[[ EXTRACT TO READ open ]]

Visions of sugarplums really do dance in your head.
Image: Residents decorate their homes with lights
Science now tells us where these decorations light up inside your head.Lisa Maree Williams / Getty Images

People wondering where their Christmas spirit went now can find out just where to look.

It turns out visions of sugarplums really do dance in your head or, more precisely, in the brain. To be really precise, it's in the left primary motor and premotor cortex, right inferior and superior parietal lobule, and bilateral primary somatosensory cortex.

Image: Cerebral areas where the “Christmas group” had a significantly higher increase in cerebral activity than the “non-Christmas group”
Cerebral areas where the 'Christmas group' had a significantly higher increase in cerebral activity than the 'non-Christmas group,' while images viewed had a Christmas theme. The BMJ

Except for people who don't have any at all.

Danish researchers used advanced functional magnetic resonance imaging (fMRI) on 20 people from various cultures.

"No eggnog or gingerbread was consumed before the scans," Anders Hougaard of the Danish Headache Center and Department of Neurology at the University of Copenhagen and colleagues wrote in the Christmas issue of the British Medical Journal.

[[ EXTRACT TO READ closed ]]
[[ SOURCE INFORMATION open ]]

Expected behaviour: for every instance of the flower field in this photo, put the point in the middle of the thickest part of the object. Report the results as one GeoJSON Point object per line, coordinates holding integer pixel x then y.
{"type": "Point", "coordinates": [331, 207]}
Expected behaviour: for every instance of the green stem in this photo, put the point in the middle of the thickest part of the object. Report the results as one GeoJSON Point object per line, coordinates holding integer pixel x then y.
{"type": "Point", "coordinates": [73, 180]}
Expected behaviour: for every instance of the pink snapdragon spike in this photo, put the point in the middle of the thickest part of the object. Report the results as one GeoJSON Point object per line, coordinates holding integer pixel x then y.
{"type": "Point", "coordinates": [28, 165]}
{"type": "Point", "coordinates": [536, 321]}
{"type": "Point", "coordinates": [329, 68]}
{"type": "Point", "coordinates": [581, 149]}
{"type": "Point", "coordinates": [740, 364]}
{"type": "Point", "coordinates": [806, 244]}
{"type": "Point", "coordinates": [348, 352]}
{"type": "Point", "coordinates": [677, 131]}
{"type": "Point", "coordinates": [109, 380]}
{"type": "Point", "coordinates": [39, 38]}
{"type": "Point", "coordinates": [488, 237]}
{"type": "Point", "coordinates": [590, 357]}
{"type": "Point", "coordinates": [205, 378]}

[[ SOURCE INFORMATION closed ]]

__ACTIVITY 1__:
In the article on Christmas spirit in the brain, substitute "brain activity" for "cerebral activity" and write out everything from "Image: Cerebral areas" down to "from various cultures.".
__ACTIVITY 2__:
Proceed with the article on Christmas spirit in the brain, writing on from its last sentence.

__EXPECTED ANSWER 1__:
Image: Cerebral areas where the “Christmas group” had a significantly higher increase in brain activity than the “non-Christmas group”
Cerebral areas where the 'Christmas group' had a significantly higher increase in brain activity than the 'non-Christmas group,' while images viewed had a Christmas theme. The BMJ

Except for people who don't have any at all.

Danish researchers used advanced functional magnetic resonance imaging (fMRI) on 20 people from various cultures.

__EXPECTED ANSWER 2__:
They showed their volunteers Christmas-y images such as tasty fritters and holiday street lights. As a control, people looked at dull street scenes and slices of brown bread.

"After the scan, all participants filled out a questionnaire about their Christmas traditions, feelings associated with Christmas, and ethnicity," the team wrote in the journal, which dedicates this issue to holiday fare itself.

Half their volunteers displayed a happy holiday spirit, and their brains lit up with a similar pattern when they viewed the festive images. The other half showed a depressing "bah, humbug" syndrome, Hougaard's team reported.

"Comparative studies of these patterns will also be imperative in studying other seasonal disturbances, related to, for example, Easter, Chanukah, or Diwali," they concluded.